#### ACTIVITY
Reproduce the passage of the coastal marine resilience article below word for word, from "The introductory article" up to and including "sudden ecological shifts.".

#### EXTRACT

=== Section Start ===

The introductory article by Simon A. Levin and Jane Lubchenco provides an overview of the theoretical approach adopted by the authors of the other articles in the section. The theoretical constructs suggest a number of ways that management for resilience might be improved.
by Staff Writers
Washington DC (SPX) Jan 03, 2008
The January 2008 issue of BioScience includes a special section entitled "Managing for Resilience in Coastal Marine Ecosystems." The four articles in the section highlight different aspects of attempts to incorporate modern concepts from mathematical ecology into ecosystem-based management of coastal marine areas.

Appreciation of the economic importance of services that marine ecosystems provide has grown in recent years, as has the awareness of those ecosystems' imperiled state and their susceptibility to sudden ecological shifts.

To understand how to sustain these valuable ecosystem services in the face of overfishing, habitat destruction, and pollution, among other challenges, researchers need to know how marine ecosystems often continue to function despite disturbances--in other words, they need to know what makes these systems resilient when they are subjected to externally imposed changes.

=== Section End ===

#### PROVIDED MATERIAL
=== Section Start ===

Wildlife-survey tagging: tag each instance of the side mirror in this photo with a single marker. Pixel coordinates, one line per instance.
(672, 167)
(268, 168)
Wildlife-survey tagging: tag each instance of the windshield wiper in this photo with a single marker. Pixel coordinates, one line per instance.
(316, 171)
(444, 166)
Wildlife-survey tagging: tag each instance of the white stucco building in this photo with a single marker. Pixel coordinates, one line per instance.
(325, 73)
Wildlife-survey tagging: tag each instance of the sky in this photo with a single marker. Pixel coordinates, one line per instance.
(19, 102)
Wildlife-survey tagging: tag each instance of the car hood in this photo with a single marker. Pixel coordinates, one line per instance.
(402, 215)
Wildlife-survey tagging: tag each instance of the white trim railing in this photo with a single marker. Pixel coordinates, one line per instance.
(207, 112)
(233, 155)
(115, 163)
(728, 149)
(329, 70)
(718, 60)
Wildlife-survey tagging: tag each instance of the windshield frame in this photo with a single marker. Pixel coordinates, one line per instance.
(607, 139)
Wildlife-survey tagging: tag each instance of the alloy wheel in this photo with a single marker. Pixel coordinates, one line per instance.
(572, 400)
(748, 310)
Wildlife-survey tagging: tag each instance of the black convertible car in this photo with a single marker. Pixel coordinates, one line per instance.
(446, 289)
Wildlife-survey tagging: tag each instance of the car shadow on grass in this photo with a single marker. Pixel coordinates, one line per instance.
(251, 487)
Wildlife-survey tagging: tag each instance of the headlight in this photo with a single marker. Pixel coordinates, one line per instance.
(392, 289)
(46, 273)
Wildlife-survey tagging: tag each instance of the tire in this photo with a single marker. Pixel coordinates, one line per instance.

=== Section End ===

#### RESPONSE
The introductory article by Simon A. Levin and Jane Lubchenco provides an overview of the theoretical approach adopted by the authors of the other articles in the section. The theoretical constructs suggest a number of ways that management for resilience might be improved.
by Staff Writers
Washington DC (SPX) Jan 03, 2008
The January 2008 issue of BioScience includes a special section entitled "Managing for Resilience in Coastal Marine Ecosystems." The four articles in the section highlight different aspects of attempts to incorporate modern concepts from mathematical ecology into ecosystem-based management of coastal marine areas.

Appreciation of the economic importance of services that marine ecosystems provide has grown in recent years, as has the awareness of those ecosystems' imperiled state and their susceptibility to sudden ecological shifts.